» **RECORDS FOR PROCESSING**:

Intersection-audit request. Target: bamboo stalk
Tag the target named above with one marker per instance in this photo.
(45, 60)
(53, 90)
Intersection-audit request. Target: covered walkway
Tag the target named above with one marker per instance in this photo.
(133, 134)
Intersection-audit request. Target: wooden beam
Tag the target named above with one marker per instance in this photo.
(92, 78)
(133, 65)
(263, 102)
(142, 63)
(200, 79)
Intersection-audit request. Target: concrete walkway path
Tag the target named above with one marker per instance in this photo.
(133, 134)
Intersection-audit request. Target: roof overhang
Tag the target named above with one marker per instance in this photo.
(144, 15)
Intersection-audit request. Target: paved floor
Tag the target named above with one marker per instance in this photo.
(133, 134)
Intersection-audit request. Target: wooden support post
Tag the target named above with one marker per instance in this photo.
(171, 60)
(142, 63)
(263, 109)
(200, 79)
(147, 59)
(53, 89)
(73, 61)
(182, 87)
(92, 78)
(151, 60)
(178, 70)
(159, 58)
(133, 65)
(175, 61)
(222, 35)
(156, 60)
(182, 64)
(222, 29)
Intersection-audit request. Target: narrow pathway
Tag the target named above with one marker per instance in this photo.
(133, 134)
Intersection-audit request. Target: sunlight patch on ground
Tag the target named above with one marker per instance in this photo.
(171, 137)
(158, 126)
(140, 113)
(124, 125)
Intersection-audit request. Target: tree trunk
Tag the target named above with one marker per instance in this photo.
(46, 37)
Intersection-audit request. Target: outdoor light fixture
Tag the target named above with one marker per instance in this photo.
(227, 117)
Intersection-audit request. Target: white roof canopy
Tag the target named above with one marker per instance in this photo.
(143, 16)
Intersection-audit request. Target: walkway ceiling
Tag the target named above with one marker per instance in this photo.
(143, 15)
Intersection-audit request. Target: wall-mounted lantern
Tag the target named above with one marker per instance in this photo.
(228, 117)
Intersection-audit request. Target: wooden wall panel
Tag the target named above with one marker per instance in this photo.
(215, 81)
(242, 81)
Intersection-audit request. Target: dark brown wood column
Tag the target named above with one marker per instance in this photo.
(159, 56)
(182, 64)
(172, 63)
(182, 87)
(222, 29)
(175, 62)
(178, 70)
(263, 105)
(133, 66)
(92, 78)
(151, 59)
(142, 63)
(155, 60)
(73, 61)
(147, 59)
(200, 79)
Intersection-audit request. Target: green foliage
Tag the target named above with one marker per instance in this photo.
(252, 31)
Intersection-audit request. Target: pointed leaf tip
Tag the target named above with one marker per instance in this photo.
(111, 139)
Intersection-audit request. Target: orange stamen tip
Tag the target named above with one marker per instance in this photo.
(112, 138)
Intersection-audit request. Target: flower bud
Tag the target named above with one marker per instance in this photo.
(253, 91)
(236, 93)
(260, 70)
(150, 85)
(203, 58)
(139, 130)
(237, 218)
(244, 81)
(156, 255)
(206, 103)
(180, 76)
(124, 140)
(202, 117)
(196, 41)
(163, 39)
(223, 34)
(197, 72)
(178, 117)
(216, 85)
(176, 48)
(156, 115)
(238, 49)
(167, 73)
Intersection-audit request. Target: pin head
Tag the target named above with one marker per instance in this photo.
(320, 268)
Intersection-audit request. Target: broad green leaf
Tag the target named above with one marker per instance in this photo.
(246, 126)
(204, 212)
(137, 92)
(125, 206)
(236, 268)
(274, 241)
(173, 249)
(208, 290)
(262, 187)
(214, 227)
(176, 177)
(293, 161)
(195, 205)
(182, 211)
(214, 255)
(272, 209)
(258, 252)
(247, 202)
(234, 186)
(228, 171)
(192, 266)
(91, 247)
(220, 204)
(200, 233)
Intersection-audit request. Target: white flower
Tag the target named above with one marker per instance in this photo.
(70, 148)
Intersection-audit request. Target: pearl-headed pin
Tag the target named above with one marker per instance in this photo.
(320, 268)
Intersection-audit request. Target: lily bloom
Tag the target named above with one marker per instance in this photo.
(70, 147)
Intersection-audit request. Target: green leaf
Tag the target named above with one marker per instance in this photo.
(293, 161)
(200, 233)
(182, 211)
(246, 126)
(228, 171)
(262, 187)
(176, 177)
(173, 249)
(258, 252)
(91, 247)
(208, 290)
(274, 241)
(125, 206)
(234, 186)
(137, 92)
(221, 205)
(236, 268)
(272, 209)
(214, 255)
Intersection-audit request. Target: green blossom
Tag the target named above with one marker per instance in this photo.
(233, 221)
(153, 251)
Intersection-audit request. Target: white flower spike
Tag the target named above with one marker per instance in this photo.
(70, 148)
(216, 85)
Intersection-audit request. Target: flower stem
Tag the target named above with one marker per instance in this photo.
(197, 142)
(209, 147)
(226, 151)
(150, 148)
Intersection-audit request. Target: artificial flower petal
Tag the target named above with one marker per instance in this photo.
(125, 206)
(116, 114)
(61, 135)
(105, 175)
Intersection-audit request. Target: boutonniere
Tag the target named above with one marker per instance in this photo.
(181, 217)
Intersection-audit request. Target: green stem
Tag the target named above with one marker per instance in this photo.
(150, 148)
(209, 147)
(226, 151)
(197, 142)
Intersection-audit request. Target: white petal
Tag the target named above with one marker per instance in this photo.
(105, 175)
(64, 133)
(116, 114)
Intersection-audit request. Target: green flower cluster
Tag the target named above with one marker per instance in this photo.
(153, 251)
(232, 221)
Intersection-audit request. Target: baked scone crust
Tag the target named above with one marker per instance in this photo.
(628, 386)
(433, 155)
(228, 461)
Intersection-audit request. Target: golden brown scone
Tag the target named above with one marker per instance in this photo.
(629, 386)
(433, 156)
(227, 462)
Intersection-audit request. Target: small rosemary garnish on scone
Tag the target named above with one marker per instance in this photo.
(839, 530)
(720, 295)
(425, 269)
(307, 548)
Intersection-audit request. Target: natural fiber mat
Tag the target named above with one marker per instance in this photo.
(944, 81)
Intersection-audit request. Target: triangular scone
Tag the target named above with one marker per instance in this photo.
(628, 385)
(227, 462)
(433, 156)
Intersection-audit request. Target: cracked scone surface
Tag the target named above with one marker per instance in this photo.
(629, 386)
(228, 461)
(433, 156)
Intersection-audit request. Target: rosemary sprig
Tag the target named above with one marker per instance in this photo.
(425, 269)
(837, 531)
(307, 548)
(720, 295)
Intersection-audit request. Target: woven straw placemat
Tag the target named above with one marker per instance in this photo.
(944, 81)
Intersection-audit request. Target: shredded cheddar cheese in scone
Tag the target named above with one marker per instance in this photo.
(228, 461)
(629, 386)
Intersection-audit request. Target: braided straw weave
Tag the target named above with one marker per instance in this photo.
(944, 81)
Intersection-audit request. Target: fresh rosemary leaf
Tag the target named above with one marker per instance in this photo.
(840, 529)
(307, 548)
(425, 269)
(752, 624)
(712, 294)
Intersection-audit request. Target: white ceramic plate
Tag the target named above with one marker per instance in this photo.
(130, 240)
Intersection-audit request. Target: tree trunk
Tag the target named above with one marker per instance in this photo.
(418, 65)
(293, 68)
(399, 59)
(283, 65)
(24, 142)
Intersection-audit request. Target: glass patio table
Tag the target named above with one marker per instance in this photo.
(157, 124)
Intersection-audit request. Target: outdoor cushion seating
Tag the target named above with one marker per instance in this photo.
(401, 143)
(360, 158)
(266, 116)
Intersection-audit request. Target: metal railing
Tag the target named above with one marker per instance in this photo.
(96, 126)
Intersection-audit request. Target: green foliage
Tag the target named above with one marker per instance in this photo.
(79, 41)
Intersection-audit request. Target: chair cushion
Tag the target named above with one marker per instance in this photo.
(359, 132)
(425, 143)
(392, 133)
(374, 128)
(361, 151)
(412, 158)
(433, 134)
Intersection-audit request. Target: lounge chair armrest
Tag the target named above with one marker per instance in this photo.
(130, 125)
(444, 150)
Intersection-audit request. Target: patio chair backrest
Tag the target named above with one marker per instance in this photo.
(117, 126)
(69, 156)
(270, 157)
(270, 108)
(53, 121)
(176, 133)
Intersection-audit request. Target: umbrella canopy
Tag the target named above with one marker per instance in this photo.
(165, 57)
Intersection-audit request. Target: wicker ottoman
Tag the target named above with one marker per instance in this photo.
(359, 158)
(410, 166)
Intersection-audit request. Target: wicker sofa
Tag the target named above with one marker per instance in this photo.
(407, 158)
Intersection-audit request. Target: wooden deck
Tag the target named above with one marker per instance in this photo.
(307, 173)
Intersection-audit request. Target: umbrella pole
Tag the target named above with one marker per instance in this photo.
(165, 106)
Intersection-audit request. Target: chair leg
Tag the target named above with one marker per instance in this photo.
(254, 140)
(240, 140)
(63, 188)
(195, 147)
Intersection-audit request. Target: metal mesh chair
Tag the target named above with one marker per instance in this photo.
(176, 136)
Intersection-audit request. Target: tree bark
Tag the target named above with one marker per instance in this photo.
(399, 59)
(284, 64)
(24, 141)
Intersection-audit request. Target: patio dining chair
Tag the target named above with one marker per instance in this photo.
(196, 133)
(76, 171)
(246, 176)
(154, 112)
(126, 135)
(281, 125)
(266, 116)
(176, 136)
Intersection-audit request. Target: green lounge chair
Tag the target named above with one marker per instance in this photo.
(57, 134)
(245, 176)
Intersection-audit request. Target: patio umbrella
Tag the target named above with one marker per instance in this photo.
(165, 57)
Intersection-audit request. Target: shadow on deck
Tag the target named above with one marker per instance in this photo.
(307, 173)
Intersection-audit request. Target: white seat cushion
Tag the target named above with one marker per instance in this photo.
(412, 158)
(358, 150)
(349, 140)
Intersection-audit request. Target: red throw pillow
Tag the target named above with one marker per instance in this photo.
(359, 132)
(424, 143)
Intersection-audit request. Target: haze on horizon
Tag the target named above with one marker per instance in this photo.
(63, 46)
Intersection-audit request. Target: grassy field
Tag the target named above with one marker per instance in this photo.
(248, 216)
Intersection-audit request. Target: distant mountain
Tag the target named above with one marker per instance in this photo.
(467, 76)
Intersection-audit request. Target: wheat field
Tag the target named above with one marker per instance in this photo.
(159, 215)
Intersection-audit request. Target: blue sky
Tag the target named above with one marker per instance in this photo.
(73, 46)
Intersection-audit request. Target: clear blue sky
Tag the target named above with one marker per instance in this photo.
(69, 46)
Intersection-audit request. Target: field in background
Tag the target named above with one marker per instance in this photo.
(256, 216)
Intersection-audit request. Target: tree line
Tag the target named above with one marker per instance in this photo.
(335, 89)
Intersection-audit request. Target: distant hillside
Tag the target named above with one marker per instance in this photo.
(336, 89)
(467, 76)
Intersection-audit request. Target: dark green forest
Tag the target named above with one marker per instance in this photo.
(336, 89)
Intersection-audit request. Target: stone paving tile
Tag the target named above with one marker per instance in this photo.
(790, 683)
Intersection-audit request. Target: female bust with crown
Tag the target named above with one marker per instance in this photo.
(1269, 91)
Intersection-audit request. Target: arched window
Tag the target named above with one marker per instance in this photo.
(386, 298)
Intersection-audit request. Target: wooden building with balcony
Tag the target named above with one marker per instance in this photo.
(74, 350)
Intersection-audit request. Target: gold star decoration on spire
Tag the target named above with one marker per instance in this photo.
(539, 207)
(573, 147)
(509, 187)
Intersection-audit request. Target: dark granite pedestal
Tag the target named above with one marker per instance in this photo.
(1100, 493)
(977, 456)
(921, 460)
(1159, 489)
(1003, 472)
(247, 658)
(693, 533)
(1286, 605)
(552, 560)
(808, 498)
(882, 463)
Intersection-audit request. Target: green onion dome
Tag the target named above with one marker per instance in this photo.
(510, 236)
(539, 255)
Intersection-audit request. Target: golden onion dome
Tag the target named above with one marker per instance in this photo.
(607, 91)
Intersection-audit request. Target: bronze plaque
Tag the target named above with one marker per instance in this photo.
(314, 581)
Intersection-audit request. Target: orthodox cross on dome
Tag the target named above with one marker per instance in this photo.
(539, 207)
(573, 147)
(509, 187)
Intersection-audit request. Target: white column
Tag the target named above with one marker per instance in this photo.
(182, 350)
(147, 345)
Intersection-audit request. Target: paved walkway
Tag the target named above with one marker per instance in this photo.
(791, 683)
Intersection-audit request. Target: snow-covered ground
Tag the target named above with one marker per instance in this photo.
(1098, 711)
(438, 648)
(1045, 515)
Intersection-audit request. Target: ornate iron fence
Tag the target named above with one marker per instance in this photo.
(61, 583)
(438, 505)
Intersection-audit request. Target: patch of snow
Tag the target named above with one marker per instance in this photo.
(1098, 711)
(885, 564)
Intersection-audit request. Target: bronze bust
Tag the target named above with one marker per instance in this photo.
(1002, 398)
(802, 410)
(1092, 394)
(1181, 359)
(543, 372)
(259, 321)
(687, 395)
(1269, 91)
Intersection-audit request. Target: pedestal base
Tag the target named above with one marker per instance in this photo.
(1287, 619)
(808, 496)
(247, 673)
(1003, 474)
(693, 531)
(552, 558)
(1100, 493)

» **AIM**: Reproduce exactly the lines from the one containing "Intersection-audit request. Target: patch" through the last line of the records above, including both, and nothing else.

» **CORRECT OUTPUT**:
Intersection-audit request. Target: patch of snow
Tag the target named above with one marker per instance in this photo.
(1098, 711)
(885, 564)
Intersection-audit request. Target: bronze bust
Tag the target named above with one marker per instance in this photo.
(1002, 398)
(802, 410)
(1092, 394)
(1181, 359)
(543, 372)
(259, 321)
(687, 395)
(1269, 91)
Intersection-audit request. Target: pedestal base
Tag the target named above with one marker per instance in this photo.
(1287, 619)
(808, 496)
(247, 673)
(1003, 474)
(693, 531)
(552, 558)
(1100, 493)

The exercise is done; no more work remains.